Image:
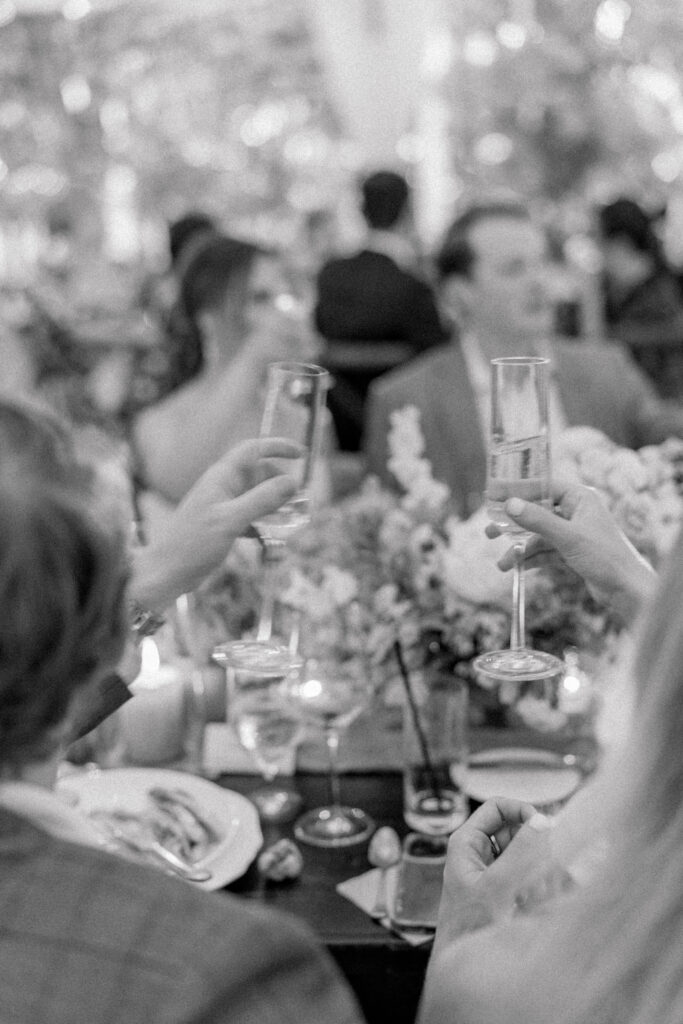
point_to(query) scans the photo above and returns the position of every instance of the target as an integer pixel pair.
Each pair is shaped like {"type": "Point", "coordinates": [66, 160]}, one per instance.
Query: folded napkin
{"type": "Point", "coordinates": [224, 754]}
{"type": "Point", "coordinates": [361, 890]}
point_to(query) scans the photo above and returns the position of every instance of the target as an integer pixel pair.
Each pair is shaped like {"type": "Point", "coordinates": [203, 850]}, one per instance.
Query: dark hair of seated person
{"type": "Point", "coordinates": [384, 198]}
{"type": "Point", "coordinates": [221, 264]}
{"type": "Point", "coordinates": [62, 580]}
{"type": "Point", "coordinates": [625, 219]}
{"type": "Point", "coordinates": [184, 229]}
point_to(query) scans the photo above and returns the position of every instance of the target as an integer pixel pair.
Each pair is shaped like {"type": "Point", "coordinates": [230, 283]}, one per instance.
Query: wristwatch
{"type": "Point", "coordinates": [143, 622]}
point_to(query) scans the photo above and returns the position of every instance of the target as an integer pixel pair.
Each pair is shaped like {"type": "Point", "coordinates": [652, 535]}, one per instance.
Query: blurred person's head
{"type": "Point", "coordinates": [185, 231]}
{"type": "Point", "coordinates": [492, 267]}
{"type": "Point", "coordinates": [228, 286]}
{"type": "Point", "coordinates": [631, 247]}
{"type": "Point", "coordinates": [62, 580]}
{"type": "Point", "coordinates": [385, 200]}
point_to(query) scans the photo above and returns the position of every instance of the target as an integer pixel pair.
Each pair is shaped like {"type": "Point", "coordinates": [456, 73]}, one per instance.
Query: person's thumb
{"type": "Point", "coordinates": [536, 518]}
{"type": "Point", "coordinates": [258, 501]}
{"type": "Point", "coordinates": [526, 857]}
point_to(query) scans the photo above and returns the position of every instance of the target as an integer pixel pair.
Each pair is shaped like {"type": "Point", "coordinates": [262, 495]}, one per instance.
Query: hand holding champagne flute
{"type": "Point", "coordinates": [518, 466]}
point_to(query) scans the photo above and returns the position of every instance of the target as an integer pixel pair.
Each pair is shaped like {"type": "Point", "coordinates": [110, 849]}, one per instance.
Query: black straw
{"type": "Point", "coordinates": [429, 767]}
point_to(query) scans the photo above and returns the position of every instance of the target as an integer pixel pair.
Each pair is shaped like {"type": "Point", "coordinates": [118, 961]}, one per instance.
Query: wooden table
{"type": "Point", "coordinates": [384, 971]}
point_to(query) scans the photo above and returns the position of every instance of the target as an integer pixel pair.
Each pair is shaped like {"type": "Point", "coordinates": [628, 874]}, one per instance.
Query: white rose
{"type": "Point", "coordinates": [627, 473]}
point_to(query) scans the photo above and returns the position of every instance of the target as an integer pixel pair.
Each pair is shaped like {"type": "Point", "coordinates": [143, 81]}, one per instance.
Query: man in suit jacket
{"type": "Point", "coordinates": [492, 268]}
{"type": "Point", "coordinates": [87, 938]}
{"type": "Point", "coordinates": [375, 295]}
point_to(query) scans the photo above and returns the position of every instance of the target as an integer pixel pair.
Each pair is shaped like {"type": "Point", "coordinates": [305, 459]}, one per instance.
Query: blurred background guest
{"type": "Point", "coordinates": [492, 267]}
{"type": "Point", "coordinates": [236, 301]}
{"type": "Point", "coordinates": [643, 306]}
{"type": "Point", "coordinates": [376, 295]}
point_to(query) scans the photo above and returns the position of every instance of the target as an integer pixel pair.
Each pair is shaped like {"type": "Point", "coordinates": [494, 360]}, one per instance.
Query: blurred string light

- _TASK OBJECTIVE_
The records above should be reproduced exactly, with the pictures omitted.

- _RESULT_
Image:
point_to(query) scans the photo above and returns the position of every instance of the target as an integer pixel pair.
Each pair is shaped like {"type": "Point", "coordinates": [66, 160]}, one per instance.
Query: folded napkin
{"type": "Point", "coordinates": [224, 754]}
{"type": "Point", "coordinates": [361, 890]}
point_to(query) scans the photo above and returns the position of every instance of the target as an integer pixel pair.
Each pair is shaped like {"type": "Point", "coordinates": [203, 850]}, one per instance.
Query: dark hair of seated person
{"type": "Point", "coordinates": [384, 198]}
{"type": "Point", "coordinates": [221, 264]}
{"type": "Point", "coordinates": [62, 580]}
{"type": "Point", "coordinates": [625, 219]}
{"type": "Point", "coordinates": [184, 229]}
point_to(query) scans the photo above and returns the position of every instance of the target as an integer pixel pair.
Each pair is shaped like {"type": "Point", "coordinates": [230, 283]}, one per instance.
Query: wristwatch
{"type": "Point", "coordinates": [143, 622]}
point_to(query) scans the photo above and returns the position of every instance of the target as an integer pixel pair.
Each pair is shaped like {"type": "Point", "coordinates": [652, 535]}, one per instance.
Query: blurred person's head
{"type": "Point", "coordinates": [185, 231]}
{"type": "Point", "coordinates": [492, 267]}
{"type": "Point", "coordinates": [228, 286]}
{"type": "Point", "coordinates": [631, 247]}
{"type": "Point", "coordinates": [62, 580]}
{"type": "Point", "coordinates": [385, 200]}
point_to(query) scans the photo above and returns the position of every instance of the target as an integer pixel pair.
Each pair is shaped like {"type": "Point", "coordinates": [456, 73]}, one per instance.
Query: person's thumb
{"type": "Point", "coordinates": [536, 518]}
{"type": "Point", "coordinates": [258, 501]}
{"type": "Point", "coordinates": [526, 857]}
point_to(query) scans the photo above and returns the position of every instance of the target as an integer pixel pair.
Each pair is shaped like {"type": "Point", "coordinates": [262, 495]}, one per instance.
Query: hand holding champagne flute
{"type": "Point", "coordinates": [518, 466]}
point_to(query) scans the photo above and returns the position of every instance of the target as an integer pixel pair.
Each pair is shaped like {"type": "Point", "coordinates": [110, 849]}, one per instance.
Query: black straw
{"type": "Point", "coordinates": [429, 767]}
point_to(query) scans the photo above and returns the position of every instance of the target as an integer pixel pair.
Each pair is shaped like {"type": "Point", "coordinates": [118, 961]}, one per instance.
Query: wooden table
{"type": "Point", "coordinates": [384, 971]}
point_to(query) scans the photo above and returns the position of every instance of the target as an integer pixel pair.
Each pair is shaped like {"type": "Point", "coordinates": [628, 874]}, one per instance.
Query: white rose
{"type": "Point", "coordinates": [627, 473]}
point_to(query) scans the photo above and returns the position of every instance of the target as an integer pixel pair.
Each pair is shaped like {"type": "Point", "coordinates": [143, 81]}, one per instance.
Query: man in suit jacket
{"type": "Point", "coordinates": [492, 268]}
{"type": "Point", "coordinates": [87, 938]}
{"type": "Point", "coordinates": [375, 295]}
point_to(query) scans the photo above and returns the position of every instance of the target as an integer pixel pair.
Each pair is shaped like {"type": "Point", "coordinates": [305, 459]}, one per instance.
Query: blurred background guest
{"type": "Point", "coordinates": [492, 267]}
{"type": "Point", "coordinates": [236, 301]}
{"type": "Point", "coordinates": [643, 306]}
{"type": "Point", "coordinates": [376, 295]}
point_to(query) scans the photo above and returns the position of every instance of the target as an integer pixel pair.
Each pair is shaped like {"type": "Point", "coordinates": [494, 360]}, one per instance.
Query: blurred string light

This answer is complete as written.